§ Task set:
a) Write out the Job System question from "for(int i = 0; i < _jPosition.Length;" up to and including "moveJob = new MoveJob()".
b) Find each line in the entries that contains the string "dark" and copy those lines. Case counts.
***** Text section
Why am I not seeing a performance increase with the Job System?

So I have this script that is meant to be attached to 1000+ GameObjects in the scene. The script moves the GameObject it is attached to, up by 1 unit. In the script I have two methods - UpdateCubeWithJob and UpdateCube. UpdateCubeWithJob uses Jobs to move the GameObject up and UpdateCube moves the GameObject up without Jobs. Here’s the code:

using System.Collections;
using System.Collections.Generic;
using UnityEngine;
using UnityEngine.Jobs;
using Unity.Jobs;
using Unity.Collections;

public class CubeScript02 : MonoBehaviour {

    struct MoveJob : IJob
    {
        public NativeArray<Vector3> jPosition;
        public NativeArray<Vector3> jVelocity;
        public float deltaTime;

        public void Execute()
        {
            for(int i = 0; i < jPosition.Length; i++)
            {
                jPosition[i] += jVelocity[i] * deltaTime;
            }
        }
    }

    // Use this for initialization
    void Start () {
      
    }
  
    // Update is called once per frame
    void Update () {
      
        UpdateCubeWithJob();

        // UpdateCube();

    }

    void UpdateCubeWithJob()
    {
        NativeArray<Vector3> _jPosition = new NativeArray<Vector3>(1, Allocator.Persistent);
        NativeArray<Vector3> _jVelocity = new NativeArray<Vector3>(1, Allocator.Persistent);

        for(int i = 0; i < _jPosition.Length; i++)
        {
            _jPosition[i] = transform.localPosition;
            _jVelocity[i] = new Vector3(0f,1f,0f);
        }

        MoveJob moveJob = new MoveJob()
        {
            jPosition = _jPosition, jVelocity = _jVelocity, deltaTime = Time.deltaTime
        };

        JobHandle moveJobHandle = moveJob.Schedule();

        moveJobHandle.Complete();

        for(int i = 0; i < moveJob.jPosition.Length; i++)
**********
***** Dataset content
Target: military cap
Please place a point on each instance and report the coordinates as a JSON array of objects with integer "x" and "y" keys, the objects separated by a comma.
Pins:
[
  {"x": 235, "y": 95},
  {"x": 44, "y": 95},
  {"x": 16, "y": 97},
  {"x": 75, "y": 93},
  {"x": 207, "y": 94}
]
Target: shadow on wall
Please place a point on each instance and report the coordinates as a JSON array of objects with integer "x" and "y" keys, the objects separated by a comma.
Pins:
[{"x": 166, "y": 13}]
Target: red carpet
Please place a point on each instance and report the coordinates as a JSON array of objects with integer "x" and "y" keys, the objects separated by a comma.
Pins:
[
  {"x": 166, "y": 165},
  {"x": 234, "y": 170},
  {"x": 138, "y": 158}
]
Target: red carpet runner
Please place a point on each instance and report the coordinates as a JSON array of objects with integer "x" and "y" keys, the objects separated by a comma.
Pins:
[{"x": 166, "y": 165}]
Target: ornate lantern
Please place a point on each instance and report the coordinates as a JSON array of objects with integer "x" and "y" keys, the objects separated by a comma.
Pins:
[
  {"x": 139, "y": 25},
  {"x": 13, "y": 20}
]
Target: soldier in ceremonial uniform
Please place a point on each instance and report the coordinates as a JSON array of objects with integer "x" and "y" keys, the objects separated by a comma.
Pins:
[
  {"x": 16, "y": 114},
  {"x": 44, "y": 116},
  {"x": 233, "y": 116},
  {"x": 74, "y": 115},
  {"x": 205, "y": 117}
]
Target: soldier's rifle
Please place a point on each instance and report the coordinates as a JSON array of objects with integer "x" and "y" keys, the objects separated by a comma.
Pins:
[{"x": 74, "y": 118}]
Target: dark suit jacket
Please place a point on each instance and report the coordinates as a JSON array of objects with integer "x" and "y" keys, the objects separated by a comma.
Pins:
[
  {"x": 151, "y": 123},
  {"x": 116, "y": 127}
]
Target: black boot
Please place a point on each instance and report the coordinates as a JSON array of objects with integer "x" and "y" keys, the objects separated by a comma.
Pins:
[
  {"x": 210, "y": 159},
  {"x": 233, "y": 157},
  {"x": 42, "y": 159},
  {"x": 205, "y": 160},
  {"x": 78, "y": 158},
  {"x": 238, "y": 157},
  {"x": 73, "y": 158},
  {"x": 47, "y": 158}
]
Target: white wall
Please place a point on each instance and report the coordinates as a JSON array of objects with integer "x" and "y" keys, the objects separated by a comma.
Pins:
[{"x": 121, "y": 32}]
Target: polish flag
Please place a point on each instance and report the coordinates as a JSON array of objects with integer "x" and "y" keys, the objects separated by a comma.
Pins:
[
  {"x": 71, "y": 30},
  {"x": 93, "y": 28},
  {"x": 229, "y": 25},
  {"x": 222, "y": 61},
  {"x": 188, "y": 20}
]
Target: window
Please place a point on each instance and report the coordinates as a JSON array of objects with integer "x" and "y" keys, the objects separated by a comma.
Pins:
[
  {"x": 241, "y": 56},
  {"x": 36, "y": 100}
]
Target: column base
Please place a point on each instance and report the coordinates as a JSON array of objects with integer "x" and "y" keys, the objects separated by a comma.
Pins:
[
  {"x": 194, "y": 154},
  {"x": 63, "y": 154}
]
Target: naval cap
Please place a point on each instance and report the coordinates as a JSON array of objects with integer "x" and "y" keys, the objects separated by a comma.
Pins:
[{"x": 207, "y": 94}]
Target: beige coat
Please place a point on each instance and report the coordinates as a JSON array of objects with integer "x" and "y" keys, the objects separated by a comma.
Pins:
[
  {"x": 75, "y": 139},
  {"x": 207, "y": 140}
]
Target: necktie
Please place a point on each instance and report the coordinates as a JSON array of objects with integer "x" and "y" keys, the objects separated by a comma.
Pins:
**********
***** Dataset content
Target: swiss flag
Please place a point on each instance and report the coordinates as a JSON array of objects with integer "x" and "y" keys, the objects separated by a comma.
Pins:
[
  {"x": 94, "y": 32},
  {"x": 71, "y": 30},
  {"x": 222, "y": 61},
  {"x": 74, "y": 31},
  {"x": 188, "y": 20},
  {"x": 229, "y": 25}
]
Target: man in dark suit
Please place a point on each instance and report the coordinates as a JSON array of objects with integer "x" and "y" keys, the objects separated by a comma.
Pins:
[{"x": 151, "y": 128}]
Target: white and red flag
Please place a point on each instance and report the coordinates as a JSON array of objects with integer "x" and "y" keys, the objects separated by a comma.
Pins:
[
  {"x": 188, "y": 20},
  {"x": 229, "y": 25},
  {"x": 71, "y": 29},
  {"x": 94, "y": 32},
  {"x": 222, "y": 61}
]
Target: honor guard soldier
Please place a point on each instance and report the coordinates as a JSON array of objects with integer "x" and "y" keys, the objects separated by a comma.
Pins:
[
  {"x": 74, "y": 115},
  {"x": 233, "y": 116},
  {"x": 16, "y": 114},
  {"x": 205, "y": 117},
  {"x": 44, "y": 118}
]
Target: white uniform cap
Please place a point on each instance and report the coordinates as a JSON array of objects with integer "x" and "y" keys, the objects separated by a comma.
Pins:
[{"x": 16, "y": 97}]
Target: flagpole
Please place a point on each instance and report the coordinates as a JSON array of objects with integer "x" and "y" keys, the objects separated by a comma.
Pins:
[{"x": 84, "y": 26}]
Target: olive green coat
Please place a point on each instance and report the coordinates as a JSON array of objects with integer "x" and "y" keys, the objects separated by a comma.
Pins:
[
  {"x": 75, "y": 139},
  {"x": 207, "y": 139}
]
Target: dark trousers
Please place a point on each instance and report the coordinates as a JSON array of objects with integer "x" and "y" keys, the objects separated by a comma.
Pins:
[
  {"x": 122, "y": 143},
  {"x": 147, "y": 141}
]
**********
§ Responses to the tasks:
a)
for(int i = 0; i < _jPosition.Length; i++)
        {
            _jPosition[i] = transform.localPosition;
            _jVelocity[i] = new Vector3(0f,1f,0f);
        }

        MoveJob moveJob = new MoveJob()

b)
Target: dark suit jacket
Target: man in dark suit
Target: dark trousers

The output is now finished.